Member of the Rajasthan Legislative Assembly
- Incumbent
- Assumed office 2013
- Constituency: Kapasan

Personal details
- Born: 1 December 1961 (age 63) Rashmi, Chittorgarh
- Political party: Bhartiya Janata Party

= Arjun Lal Jingar =

Indian politician

Arjun Lal Jingar is an Indian politician. He is a member of the Rajasthan Legislative Assembly from Kapasan. He is a member of the Bharatiya Janata Party.

==Political career==
Arjun Lal contested as a representative of Bharatiya Janata Party from the Gangrar constituency of Rajasthan State in 1993, in which he won from Amar Chand with 31273 votes. In 1998, he had contested as a Bhartiya Janta Party candidate from the Gangrar constituency but lost with 46427 votes from Kaloo Ram Khateek. In 2003, he contested the Bhartiya Janata Party candidate from the Gangrar constituency and won with 56816 votes and beat Kalu Lal Khatik. In 2013, he contested Rajasthan State as Bharatiya Janata Party candidate from Kapasan constituency assembly constituency, in which he defeated R.D. Jawa with 96190 votes. In 2018, he contested Rajasthan State as the Bhartiya Janta Party candidate from the Kapasan constituency, in which he won by defeating Anandi Ram with 81470 votes.

- [EXERCISE INSTRUCTIONS]
1 - From the Arjun Lal Jingar biography, list every opponent named in the political career section, each with the election year.
2 - Write the next part of the Arjun Lal Jingar biography, picking up after its final sentence.

- [Stored dataset items]
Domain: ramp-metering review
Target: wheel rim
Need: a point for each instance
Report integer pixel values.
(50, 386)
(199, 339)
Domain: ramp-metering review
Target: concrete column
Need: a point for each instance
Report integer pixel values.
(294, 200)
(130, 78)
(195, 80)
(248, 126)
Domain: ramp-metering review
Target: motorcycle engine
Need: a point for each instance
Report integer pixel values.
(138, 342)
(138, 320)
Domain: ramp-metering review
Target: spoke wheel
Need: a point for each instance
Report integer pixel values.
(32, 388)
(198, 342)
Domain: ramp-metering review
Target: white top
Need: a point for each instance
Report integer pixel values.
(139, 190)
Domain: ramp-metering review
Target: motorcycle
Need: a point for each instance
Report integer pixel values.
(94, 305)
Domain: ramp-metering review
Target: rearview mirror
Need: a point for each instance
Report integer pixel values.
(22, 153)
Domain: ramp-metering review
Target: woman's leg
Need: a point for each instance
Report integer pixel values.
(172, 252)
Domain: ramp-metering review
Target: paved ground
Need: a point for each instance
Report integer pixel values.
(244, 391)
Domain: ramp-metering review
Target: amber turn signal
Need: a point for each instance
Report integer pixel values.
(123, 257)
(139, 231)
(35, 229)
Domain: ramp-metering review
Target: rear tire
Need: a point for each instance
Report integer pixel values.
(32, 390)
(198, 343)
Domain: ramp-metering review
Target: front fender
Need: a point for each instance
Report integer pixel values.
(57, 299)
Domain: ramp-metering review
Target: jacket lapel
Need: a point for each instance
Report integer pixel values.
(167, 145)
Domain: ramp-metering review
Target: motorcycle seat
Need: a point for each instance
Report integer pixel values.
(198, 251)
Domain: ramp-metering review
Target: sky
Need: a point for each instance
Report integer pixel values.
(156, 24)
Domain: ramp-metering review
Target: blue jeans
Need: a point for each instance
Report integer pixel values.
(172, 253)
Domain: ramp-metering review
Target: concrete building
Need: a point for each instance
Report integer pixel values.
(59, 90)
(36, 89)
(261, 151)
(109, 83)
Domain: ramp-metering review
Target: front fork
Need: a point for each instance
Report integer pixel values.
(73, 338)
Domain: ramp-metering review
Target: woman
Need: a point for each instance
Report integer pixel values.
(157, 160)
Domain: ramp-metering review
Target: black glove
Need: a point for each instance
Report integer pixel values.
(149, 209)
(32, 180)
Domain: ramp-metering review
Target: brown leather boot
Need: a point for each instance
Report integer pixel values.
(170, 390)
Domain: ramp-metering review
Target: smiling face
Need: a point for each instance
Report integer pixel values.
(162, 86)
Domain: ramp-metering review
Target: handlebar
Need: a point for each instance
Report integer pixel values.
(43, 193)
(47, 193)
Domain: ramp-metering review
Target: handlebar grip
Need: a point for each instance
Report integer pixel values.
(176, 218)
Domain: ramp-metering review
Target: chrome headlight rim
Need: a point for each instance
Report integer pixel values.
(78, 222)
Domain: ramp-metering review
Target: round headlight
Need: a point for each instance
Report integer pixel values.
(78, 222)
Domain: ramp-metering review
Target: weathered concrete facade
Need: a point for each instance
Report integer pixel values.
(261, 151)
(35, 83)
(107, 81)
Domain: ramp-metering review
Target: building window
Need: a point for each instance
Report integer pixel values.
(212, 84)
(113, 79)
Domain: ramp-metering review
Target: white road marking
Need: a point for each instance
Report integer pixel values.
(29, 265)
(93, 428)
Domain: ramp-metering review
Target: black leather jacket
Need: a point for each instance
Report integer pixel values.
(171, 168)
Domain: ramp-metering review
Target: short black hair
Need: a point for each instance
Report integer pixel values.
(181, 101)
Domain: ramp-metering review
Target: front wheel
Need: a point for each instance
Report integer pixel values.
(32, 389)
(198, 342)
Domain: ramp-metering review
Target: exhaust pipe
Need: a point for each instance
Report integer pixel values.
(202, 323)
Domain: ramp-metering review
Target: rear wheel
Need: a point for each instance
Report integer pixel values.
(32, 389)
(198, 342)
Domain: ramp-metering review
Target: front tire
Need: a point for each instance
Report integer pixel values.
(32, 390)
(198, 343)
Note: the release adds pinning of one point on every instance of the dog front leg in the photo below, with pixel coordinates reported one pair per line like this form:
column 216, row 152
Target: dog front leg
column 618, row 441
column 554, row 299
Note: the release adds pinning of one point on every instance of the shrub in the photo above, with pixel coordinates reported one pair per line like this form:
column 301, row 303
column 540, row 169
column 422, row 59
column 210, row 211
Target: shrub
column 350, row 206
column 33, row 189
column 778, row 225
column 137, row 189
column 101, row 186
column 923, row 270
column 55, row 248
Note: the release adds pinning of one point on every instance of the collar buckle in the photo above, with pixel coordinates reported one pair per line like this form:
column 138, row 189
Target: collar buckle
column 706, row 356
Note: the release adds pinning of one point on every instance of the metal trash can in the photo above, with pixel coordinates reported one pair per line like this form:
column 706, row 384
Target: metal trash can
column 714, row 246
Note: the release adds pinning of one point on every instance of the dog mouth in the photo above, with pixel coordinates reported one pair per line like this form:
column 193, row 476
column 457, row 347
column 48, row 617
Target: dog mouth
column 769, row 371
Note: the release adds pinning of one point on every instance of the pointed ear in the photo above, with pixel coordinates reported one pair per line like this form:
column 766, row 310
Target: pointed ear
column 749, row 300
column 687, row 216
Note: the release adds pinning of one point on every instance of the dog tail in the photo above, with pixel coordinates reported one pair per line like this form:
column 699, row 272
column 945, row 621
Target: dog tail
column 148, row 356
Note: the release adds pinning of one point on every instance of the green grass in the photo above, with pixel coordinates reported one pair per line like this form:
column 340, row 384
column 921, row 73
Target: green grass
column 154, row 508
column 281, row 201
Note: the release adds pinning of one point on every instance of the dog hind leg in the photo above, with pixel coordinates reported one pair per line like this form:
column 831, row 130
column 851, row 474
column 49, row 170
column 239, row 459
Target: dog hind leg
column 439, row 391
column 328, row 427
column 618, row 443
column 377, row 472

==

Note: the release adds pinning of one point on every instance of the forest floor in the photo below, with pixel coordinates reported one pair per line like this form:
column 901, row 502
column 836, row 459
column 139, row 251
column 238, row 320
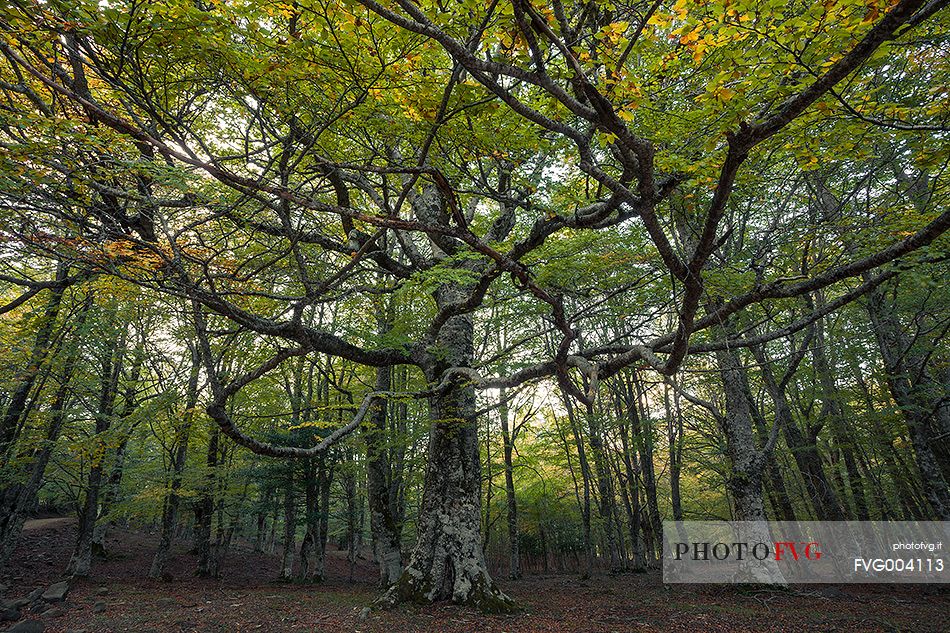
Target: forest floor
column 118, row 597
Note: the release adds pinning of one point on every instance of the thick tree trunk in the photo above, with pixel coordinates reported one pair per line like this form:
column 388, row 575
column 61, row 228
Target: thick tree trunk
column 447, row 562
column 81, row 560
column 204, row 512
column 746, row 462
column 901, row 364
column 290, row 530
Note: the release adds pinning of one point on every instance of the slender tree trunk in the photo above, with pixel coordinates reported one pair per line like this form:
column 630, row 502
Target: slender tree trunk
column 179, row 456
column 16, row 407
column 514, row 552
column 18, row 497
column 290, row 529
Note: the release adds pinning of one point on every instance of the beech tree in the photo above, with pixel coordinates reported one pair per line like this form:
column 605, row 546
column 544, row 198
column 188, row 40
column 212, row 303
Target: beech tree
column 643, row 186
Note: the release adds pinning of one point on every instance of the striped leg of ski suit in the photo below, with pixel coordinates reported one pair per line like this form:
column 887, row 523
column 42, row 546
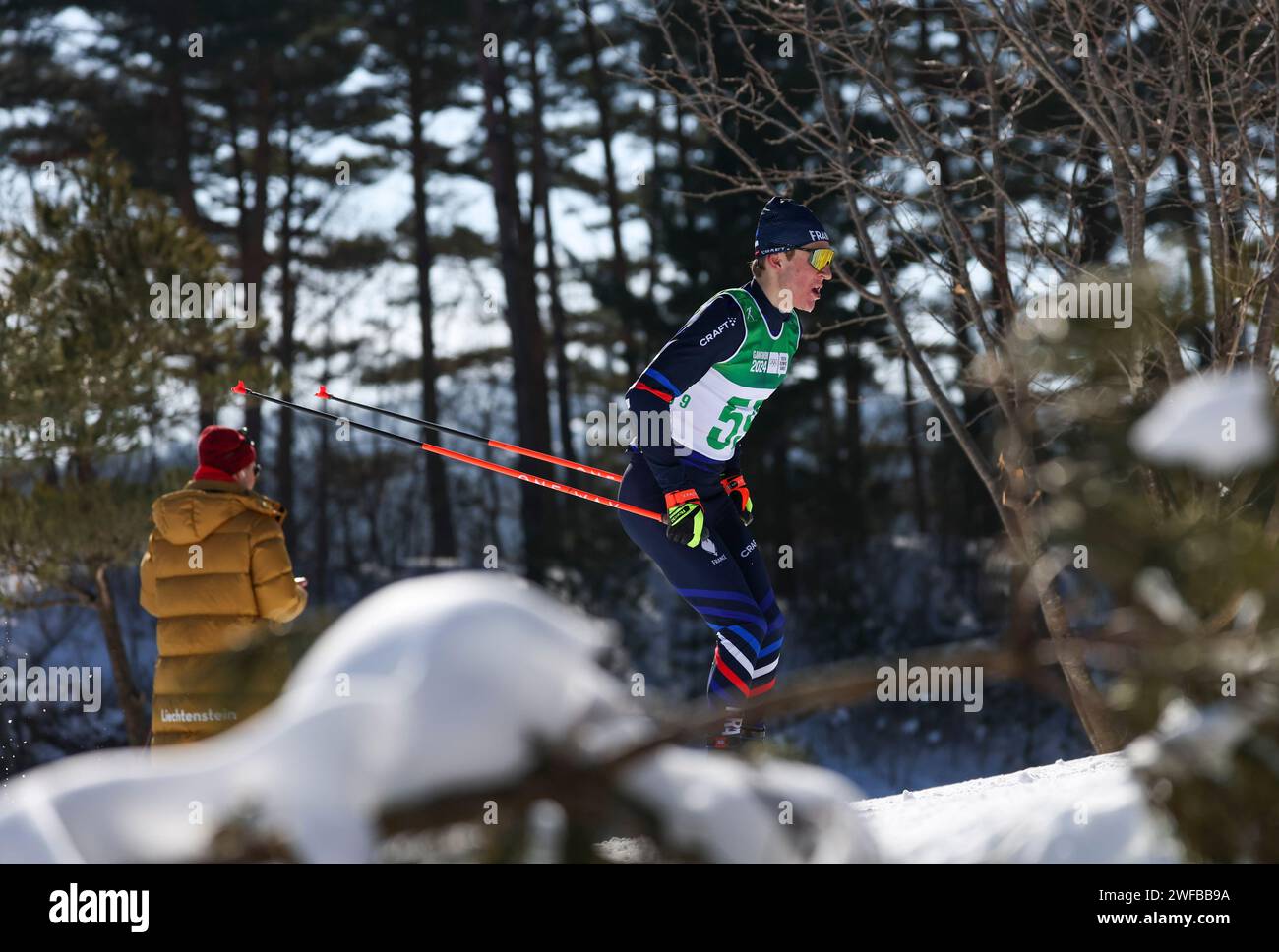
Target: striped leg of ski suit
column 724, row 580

- [ANSWERS TO THE EXERCISE]
1 -
- Amar Chand (1993)
- Kaloo Ram Khateek (1998)
- Kalu Lal Khatik (2003)
- R.D. Jawa (2013)
- Anandi Ram (2018)

2 -
== Controversy ==
In September 2025, Suraj Mali, a resident of Kapasan, Chittorgarh, was reportedly assaulted by masked attackers after posting videos on social media addressing Jeengar and referring to his election promise to bring water from the Matrikundia dam to Kapasan pond. The incident led RLP chief Hanuman Beniwal to organize a 13-day protest in Kapasan, seeking administrative action. The protest concluded after the authorities assured an investigation by the Special Operations Group (SOG), compensation to the victim, a contract job, allocation of a shop in the vegetable market, and coverage of medical expenses.